START Provided information

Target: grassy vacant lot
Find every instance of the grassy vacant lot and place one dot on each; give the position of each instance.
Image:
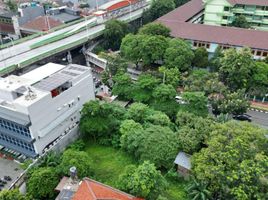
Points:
(109, 163)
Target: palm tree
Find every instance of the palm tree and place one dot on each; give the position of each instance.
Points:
(198, 191)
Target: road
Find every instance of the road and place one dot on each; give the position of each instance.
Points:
(22, 52)
(259, 118)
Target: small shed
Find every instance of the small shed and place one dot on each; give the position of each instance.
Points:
(183, 162)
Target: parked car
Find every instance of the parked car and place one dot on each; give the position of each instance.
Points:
(243, 117)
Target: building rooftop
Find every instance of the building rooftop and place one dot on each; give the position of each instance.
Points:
(183, 159)
(249, 2)
(177, 22)
(42, 23)
(19, 92)
(93, 190)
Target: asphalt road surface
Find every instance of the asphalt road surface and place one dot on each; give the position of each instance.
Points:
(259, 118)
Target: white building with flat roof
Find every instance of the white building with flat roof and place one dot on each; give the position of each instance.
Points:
(40, 106)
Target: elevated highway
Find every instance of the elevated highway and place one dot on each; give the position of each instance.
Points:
(26, 53)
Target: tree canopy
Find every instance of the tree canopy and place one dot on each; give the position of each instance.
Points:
(235, 162)
(178, 55)
(155, 29)
(114, 32)
(143, 181)
(42, 183)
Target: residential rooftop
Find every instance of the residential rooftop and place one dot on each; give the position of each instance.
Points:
(177, 21)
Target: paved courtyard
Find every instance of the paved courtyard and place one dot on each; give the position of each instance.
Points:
(9, 168)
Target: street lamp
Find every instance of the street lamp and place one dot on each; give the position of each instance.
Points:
(11, 40)
(129, 1)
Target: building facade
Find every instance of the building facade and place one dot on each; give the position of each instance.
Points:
(223, 12)
(185, 23)
(40, 106)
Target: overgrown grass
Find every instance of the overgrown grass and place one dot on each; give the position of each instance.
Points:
(109, 163)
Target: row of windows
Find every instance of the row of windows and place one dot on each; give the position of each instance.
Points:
(201, 44)
(15, 127)
(17, 142)
(259, 53)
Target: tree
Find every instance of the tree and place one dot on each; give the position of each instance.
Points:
(196, 102)
(131, 134)
(158, 145)
(138, 112)
(122, 86)
(115, 63)
(114, 32)
(42, 183)
(153, 49)
(159, 118)
(155, 29)
(160, 7)
(202, 80)
(237, 64)
(143, 88)
(164, 93)
(13, 194)
(144, 181)
(240, 22)
(78, 159)
(100, 120)
(235, 163)
(200, 58)
(170, 76)
(131, 47)
(178, 55)
(232, 103)
(189, 140)
(198, 191)
(259, 81)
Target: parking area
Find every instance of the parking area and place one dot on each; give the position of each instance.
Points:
(10, 170)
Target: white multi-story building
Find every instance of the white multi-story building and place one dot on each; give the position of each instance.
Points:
(42, 105)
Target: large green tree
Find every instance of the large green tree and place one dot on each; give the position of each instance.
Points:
(200, 58)
(231, 103)
(153, 49)
(78, 159)
(155, 29)
(13, 194)
(170, 75)
(195, 102)
(235, 163)
(259, 81)
(179, 55)
(143, 181)
(114, 32)
(122, 86)
(236, 69)
(42, 183)
(158, 145)
(144, 87)
(131, 134)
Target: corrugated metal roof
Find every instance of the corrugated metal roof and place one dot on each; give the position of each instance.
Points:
(183, 160)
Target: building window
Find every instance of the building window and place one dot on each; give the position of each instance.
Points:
(258, 53)
(226, 9)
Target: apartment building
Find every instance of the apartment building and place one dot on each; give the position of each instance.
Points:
(42, 105)
(223, 12)
(188, 22)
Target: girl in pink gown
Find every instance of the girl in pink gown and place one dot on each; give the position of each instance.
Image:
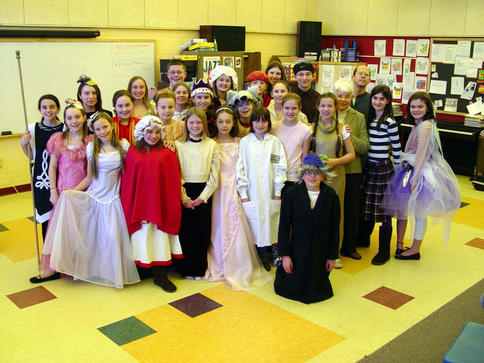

END Provided information

> Exercise details: Copy out the entries above in full and exactly, skipping every picture.

> Written reply:
Target: grassy vacant lot
Find every instance of the grassy vacant lot and place one dot on each; give the position of each instance.
Image:
Points:
(109, 163)
Target: palm tree
Find every instance of the palm tree and place one dot on each; give the position of each instance.
Points:
(198, 191)
Target: road
Find every instance of the road and place one dot on each; give the position of each instance.
Points:
(22, 52)
(259, 118)
Target: small shed
Find every instance of the small shed and place one dot on each; give the position of each instance.
Points:
(183, 162)
Target: parked car
Find every instance of the parked car and place one dot on each; give the position of each instance.
Points:
(243, 117)
Target: building rooftop
Find every instance of the building rooftop and place one dot on each; give the position of each instance.
Points:
(183, 159)
(249, 2)
(177, 22)
(42, 23)
(19, 92)
(93, 190)
Target: asphalt road surface
Find every instance of the asphalt road surface and place one dot on each; give the position of each instance.
Points:
(259, 118)
Target: white building with flat roof
Find every instance of the white building with flat roof and place one dot on each; give the position of each instance.
Points:
(40, 106)
Target: elevated highway
Find every instance of the elevated highway and place one dot on each; give the position of each instance.
Points:
(26, 53)
Target: tree canopy
Find every instance of the tree canopy and place one dot on each; give the position of each instance.
Points:
(235, 162)
(178, 55)
(155, 29)
(114, 32)
(143, 181)
(42, 183)
Target: residential rooftop
Find every instance of the residential rooftop and place one dot on each; give the position of each instance.
Points:
(177, 21)
Target: paved courtyard
Find every instance of the paved courtyard and place one dot on each; give the position of each instance.
Points:
(9, 168)
Target: street lamp
Find every instance of the street lamp and place one dot on each; give the position of each instance.
Points:
(11, 40)
(129, 1)
Target: building facade
Find every instance of the building facade and place one dot on each; give the position of each instance.
Points:
(223, 12)
(185, 23)
(40, 106)
Target: overgrown grass
Find every instance of the overgrown grass and place one dot on each; give the position of each instance.
Points:
(109, 163)
Target: row of windows
Find every instance of the row of windows and place one dot on each; give the position of each instance.
Points:
(201, 44)
(15, 127)
(17, 142)
(259, 53)
Target: tree
Find every instance of the tree and place one dot on each; give the position of each instance.
Points:
(196, 102)
(131, 134)
(158, 145)
(138, 112)
(122, 86)
(115, 63)
(114, 32)
(42, 183)
(153, 49)
(159, 118)
(155, 29)
(160, 7)
(202, 80)
(237, 64)
(143, 88)
(164, 93)
(13, 194)
(144, 181)
(240, 22)
(78, 159)
(100, 120)
(235, 163)
(200, 58)
(170, 76)
(131, 47)
(178, 55)
(232, 103)
(189, 140)
(198, 191)
(259, 81)
Target: parking area
Find every instance of the parking area and place one dot on each; give the position of each instance.
Points:
(10, 170)
Target: white multi-story building
Find every instance of the white multi-story building and place one dot on each; give the position of each instance.
Points:
(42, 105)
Target: large green tree
Find every instance of the large green tree and place one dot on each; give the position of each instance.
Points:
(200, 58)
(231, 103)
(153, 49)
(78, 159)
(155, 29)
(13, 194)
(170, 75)
(195, 102)
(235, 163)
(259, 81)
(179, 55)
(143, 181)
(114, 32)
(122, 86)
(236, 69)
(42, 183)
(158, 145)
(144, 87)
(131, 134)
Target: corrugated metal roof
Find every instance of the corrugated metal roof and place one dot on each; give the position of each instance.
Points:
(183, 160)
Target: building window
Find every instance of the building window and place one dot on each; give the position of each instance.
Points:
(258, 53)
(226, 9)
Target: apartment building
Find every instance of the apartment building and place one dot on each; give the position of each instance.
Points:
(42, 105)
(223, 12)
(188, 22)
Target: girl in pink gown
Find every instance of the girl in pink gown and place one dot on each; give the position of each instance.
Image:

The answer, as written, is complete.